Toughing It Out Leads to Emmy Nods
Nominated ‘Grey’s’ Co-Stars Turn Up the Mean
Looking at the list of character traits the Emmy nominees for supporting actress in a drama have been assigned on ABC’s hit show “Grey’s Anatomy,” it’s like a contest for Queen of Mean.
Chandra Wilson plays Dr. Miranda Bailey, softening a little but still mired in bitterness after losing out on her dream job as chief resident at Seattle Grace Hospital. The woman known as “the Nazi” tells new interns not to bother sucking up.
Fellow cast member and nominee Sandra Oh plays the commitment-phobic Cristina Yang, who continues to patch up her self-esteem, frequently sacrificing the self-esteem of others in the process.
“She makes the character vulnerable and believable,” said Executive Producer Betsy Beers—no small feat, since Ms. Oh’s character is so impatient she numbers the new interns rather than learning their names. “She knows they’ll be moving on,” Ms. Beers said. “In her mind, they haven’t earned the right to names yet.”
Both actresses “bring a full commitment and intensity to their craft,” she said, “but also to their characters. They got into the skins and understood who these people were.
“There was never a moment they didn’t understand who they were playing, and they helped form the characters’ reality as much as we did.”
As Dr. Bailey, Ms. Wilson, who won rave reviews in Tony Kushner’s “Caroline, or Change” on Broadway, is like “a vacation in a storm,” Ms. Beers said. The actress “has a natural authority, and a peace with her authority, that she brings to the character in an effortless way.”
Ms. Beers, who developed the show along with writer and Executive Producer Shonda Rhimes for the Mark Gordon Co., said the ethnic makeup of the show, which has been widely acclaimed if not widely emulated, is simply a reflection of the world at large.

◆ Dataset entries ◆
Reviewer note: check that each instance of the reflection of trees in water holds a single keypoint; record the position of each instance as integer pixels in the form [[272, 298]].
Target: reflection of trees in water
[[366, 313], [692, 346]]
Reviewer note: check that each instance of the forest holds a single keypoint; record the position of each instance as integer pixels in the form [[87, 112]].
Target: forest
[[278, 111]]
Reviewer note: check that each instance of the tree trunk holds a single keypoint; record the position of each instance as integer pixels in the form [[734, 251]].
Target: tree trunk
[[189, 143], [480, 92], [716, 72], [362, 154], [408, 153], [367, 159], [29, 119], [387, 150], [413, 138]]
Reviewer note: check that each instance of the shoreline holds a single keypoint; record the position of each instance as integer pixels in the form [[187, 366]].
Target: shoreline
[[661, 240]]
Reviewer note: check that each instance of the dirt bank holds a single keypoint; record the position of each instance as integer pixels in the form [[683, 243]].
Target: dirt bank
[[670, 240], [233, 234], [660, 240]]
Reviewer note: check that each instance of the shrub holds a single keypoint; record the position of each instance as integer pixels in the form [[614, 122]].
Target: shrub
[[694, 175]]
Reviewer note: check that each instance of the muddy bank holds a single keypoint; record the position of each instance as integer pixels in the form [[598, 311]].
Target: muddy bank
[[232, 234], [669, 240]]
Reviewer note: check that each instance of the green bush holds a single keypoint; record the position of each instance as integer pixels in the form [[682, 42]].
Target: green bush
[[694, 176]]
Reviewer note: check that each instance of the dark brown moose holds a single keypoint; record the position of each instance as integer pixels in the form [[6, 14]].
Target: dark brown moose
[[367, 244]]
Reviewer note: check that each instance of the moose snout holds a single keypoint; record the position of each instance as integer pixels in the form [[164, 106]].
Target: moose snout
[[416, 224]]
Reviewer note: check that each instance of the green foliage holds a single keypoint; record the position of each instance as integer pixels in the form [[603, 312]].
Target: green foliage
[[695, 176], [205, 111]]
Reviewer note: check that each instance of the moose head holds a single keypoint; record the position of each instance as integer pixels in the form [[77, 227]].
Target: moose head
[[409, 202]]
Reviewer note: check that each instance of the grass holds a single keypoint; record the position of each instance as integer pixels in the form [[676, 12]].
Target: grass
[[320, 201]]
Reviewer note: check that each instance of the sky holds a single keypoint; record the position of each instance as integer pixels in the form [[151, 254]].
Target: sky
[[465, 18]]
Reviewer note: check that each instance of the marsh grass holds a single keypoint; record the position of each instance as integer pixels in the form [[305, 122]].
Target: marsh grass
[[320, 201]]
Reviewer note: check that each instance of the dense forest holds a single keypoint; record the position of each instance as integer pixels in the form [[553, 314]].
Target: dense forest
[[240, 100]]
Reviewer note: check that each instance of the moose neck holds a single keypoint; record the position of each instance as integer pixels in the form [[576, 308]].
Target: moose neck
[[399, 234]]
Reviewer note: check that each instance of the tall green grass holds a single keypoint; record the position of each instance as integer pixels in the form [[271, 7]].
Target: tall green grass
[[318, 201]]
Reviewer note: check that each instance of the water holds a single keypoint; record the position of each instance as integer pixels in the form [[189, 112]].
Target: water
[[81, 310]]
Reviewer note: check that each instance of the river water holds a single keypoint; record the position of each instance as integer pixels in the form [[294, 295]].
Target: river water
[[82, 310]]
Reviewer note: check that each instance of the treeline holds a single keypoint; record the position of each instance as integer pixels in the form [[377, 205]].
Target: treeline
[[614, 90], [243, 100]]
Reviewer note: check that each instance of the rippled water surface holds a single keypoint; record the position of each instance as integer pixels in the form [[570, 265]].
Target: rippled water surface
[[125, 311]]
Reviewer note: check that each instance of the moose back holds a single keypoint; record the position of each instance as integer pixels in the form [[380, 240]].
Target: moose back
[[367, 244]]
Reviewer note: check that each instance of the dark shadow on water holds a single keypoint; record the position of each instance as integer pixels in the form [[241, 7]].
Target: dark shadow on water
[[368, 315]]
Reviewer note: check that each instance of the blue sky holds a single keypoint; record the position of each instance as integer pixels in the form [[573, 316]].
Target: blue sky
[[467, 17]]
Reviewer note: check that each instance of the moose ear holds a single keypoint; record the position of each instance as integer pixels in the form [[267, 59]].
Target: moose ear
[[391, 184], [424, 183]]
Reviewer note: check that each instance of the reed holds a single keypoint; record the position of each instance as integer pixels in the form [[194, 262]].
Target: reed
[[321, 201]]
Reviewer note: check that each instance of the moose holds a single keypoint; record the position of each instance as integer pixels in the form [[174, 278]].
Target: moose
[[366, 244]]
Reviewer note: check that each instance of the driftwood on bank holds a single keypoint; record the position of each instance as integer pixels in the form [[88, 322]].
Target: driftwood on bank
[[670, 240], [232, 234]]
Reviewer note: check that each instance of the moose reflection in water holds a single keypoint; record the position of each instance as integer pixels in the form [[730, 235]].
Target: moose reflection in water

◆ Required action ◆
Continue the article about the "Grey's Anatomy" Emmy nominees, picking up after its final sentence. The dataset entries have no connection to the article about the "Grey's Anatomy" Emmy nominees.

◆ Answer box ◆
“We believe in a multiethnic America and a multiethnic world,” she said. “So on ‘Grey’s Anatomy’ there will be a multiethnic mix. We want to see every ethnicity for every part.”
ABC “got what we were doing right away,” Ms. Beers said, and stood behind the producers for the racial makeup of the show.
Other nominees in the supporting actress in a drama category are five-time Emmy winner Candice Bergen as Shirley Schmidt, founding partner of the law firm Crane Poole & Schmidt, for “Boston Legal,” a David E. Kelley production in association with 20th Century Fox Television; Australian actress and four-time Emmy nominee Rachel Griffiths as Sarah Walker, a working mom just trying to keep it together, in “Brothers & Sisters,” produced by ABC Studios; and two-time Oscar winner Dianne Wiest as Dr. Gina Toll on “In Treatment,” HBO’s psychiatric showcase that reveals the workings of a different therapy session each night, produced by Sheleg, Closest to the Hole Productions and Leverage in association with HBO Entertainment.
Last year’s winner was Katherine Heigl, also of “Grey’s Anatomy,” who withdrew her name from competition this year.